What the task asks: Each entry needs to be duplicated exactly.

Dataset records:
* * *

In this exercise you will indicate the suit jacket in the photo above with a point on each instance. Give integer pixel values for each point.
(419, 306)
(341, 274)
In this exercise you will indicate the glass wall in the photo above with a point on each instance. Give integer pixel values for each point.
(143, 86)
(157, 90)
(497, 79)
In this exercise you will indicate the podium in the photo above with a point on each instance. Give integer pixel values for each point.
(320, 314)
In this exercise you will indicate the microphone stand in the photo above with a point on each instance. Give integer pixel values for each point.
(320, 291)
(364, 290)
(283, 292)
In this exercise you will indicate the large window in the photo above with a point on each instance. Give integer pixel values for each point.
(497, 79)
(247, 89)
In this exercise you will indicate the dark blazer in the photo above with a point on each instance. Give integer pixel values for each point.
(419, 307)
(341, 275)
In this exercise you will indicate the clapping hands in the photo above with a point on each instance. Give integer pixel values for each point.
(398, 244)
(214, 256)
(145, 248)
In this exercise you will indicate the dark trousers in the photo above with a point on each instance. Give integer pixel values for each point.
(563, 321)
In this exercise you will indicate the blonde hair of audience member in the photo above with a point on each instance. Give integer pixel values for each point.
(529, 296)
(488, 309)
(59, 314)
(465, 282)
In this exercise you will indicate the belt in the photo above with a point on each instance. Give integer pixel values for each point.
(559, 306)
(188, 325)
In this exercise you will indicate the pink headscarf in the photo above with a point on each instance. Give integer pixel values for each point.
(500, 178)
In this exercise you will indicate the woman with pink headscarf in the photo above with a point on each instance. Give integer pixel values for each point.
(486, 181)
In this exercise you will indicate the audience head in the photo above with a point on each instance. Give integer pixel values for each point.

* * *

Written answer:
In this exercise you will indicate the suit jacket in the photo above with a point on each instance. Give integer pixel values for each point.
(419, 306)
(341, 274)
In this exercise you will indicate the glass wall in the photo above with a point on each instance. Give integer pixel values for each point.
(143, 86)
(157, 90)
(497, 79)
In this exercise you will indicate the podium in the photo above with a point on each instance. Give integer pixel values for each point.
(320, 314)
In this exercise you will indicate the microphone stand in the photo above with a point on each instance. Give integer pixel values for each point.
(320, 291)
(364, 290)
(283, 292)
In this exercise you will indicate the large window in the photo above with a point on each instance. Give integer pixel values for each point.
(497, 79)
(247, 89)
In this exercise you will indicate the dark blazer in the photo above with a point on each instance. Give integer pixel values for each point.
(419, 307)
(341, 275)
In this exercise you will indicate the clapping hands in the photo above with a point on each instance. Give integer pixel values for each point.
(398, 244)
(214, 256)
(145, 248)
In this exercise you will indicate the dark trousers in the photo above with a point on each instance. Give integer pixel values for each point.
(563, 321)
In this exercise you will indicate the blonde hair of audience member in the photo above with a point on each instance. Give integer pixel values for each point.
(529, 296)
(488, 309)
(59, 314)
(465, 282)
In this exercise you will indicate the belt in the photo above with a point on each instance. Give integer pixel values for each point.
(559, 306)
(188, 325)
In this exercise you will indicate the pink headscarf in the photo above with a point on each instance. Give integer pixel values for each point.
(500, 178)
In this exercise you will indicate the woman with pink headscarf in the photo above with a point on each instance. Give integer pixel values for each point.
(486, 181)
In this exercise you will indicate the audience head in the photo above with a point on each instance. Give integer pixel values for each point.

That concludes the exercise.